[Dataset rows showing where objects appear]
>> START

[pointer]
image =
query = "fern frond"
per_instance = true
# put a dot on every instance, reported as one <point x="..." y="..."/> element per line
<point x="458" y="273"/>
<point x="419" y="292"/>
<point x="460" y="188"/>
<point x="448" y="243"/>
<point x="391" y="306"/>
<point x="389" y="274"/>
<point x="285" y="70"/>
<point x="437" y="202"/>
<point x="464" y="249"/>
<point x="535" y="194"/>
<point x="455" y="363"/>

>> END

- **Exercise directions**
Rewrite every line of the records above as a numbered list, omitting any blank lines.

- **Task solution**
1. [pointer]
2. image =
3. query = "fern frond"
4. per_instance = true
5. # put a dot on every instance, reported as one <point x="..." y="..."/> element per line
6. <point x="458" y="273"/>
7. <point x="419" y="292"/>
8. <point x="460" y="188"/>
9. <point x="448" y="243"/>
10. <point x="391" y="306"/>
11. <point x="389" y="274"/>
12. <point x="285" y="70"/>
13. <point x="437" y="202"/>
14. <point x="464" y="249"/>
15. <point x="535" y="194"/>
16. <point x="455" y="363"/>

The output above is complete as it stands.